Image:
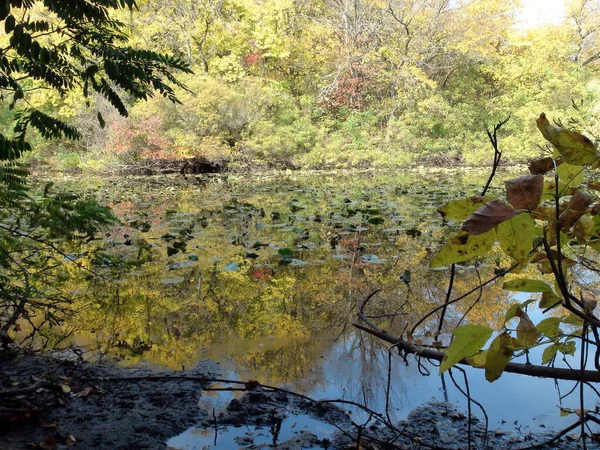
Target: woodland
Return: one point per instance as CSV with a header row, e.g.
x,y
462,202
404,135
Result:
x,y
507,281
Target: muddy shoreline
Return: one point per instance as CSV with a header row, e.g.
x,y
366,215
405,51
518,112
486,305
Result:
x,y
52,403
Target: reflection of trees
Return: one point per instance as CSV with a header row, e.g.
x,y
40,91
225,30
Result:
x,y
177,306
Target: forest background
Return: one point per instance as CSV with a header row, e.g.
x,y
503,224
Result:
x,y
338,83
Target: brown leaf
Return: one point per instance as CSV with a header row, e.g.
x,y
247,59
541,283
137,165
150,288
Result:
x,y
541,166
525,192
576,208
487,217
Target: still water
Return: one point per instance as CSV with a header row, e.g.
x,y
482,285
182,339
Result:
x,y
264,274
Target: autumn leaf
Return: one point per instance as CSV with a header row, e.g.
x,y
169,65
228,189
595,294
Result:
x,y
542,166
487,217
574,147
516,236
526,285
576,208
467,341
498,356
527,333
525,192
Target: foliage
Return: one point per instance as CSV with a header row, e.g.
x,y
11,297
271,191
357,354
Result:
x,y
549,219
60,47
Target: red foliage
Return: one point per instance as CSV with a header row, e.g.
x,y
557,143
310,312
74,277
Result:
x,y
252,58
140,140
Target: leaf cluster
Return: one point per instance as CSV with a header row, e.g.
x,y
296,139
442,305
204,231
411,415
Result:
x,y
546,216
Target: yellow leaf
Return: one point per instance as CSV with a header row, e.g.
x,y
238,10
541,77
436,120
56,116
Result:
x,y
516,236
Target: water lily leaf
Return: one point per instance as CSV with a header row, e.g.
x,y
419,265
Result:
x,y
498,356
286,253
462,208
525,192
172,280
487,217
467,341
463,247
231,267
516,236
526,285
574,147
372,259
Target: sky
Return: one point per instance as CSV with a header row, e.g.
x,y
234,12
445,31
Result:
x,y
542,12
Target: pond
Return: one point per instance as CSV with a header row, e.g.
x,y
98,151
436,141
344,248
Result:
x,y
264,273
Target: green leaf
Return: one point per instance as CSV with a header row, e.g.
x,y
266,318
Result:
x,y
516,236
527,333
549,327
549,353
461,209
512,310
526,285
467,341
498,356
549,299
463,247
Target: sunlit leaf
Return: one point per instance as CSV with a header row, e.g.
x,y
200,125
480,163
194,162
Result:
x,y
548,300
574,147
569,175
462,208
487,217
541,166
549,327
478,359
527,333
549,353
525,192
462,248
516,236
498,356
526,285
467,341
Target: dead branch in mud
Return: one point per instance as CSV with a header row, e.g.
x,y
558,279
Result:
x,y
533,370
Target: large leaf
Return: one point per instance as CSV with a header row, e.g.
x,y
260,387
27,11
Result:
x,y
498,356
576,208
467,341
463,247
462,208
574,147
527,333
526,285
516,236
487,217
525,192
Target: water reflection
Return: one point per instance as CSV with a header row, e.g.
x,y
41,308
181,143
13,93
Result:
x,y
264,274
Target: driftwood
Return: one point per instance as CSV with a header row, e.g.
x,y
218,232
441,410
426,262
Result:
x,y
430,353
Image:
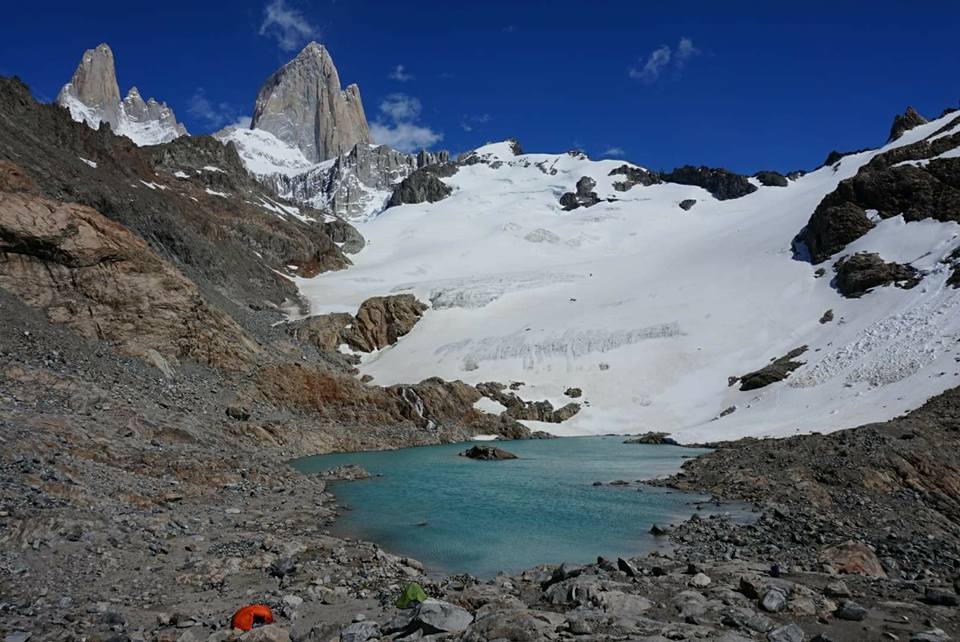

********

▸ Exercise goal
Each line from the beginning of the entries up to and including the one containing "Target: leaf cluster" must be restated exactly. Pictures are to be left out.

▸ Solved problem
Image:
Target: woodland
Return: one point per instance as CSV with a header row, e.g.
x,y
462,202
404,135
Result:
x,y
507,281
Target: muddy shoreline
Return: one point per instance as CSV with a header row, e.g.
x,y
366,215
405,51
518,112
486,305
Result:
x,y
52,403
Target: reflection of trees
Return: one point per instance as CSV with a header row, e.g.
x,y
40,91
225,30
Result:
x,y
177,306
Target: forest background
Return: one point per instance as CSV with a header row, e.g.
x,y
503,224
Result:
x,y
338,83
Target: brown leaf
Return: one point per instance as CSV with a header row, e.g.
x,y
247,59
541,283
137,165
150,288
Result:
x,y
541,166
525,192
576,208
487,217
Target: still water
Return: one point per instance as CSV with a header row, e.g.
x,y
482,285
182,339
Result:
x,y
264,274
Target: autumn leaf
Return: one point per instance as CSV with a header row, e.g.
x,y
169,65
228,189
595,294
Result:
x,y
542,166
487,217
574,147
516,236
526,285
576,208
467,341
498,356
527,333
525,192
Target: foliage
Return: one point per instance as CSV with a header row, e.g.
x,y
11,297
271,191
357,354
Result:
x,y
549,219
60,47
Target: red foliage
Return: one point per instance as CSV with a header row, e.g.
x,y
557,143
310,312
74,277
Result:
x,y
252,58
140,140
Target: leaf cluster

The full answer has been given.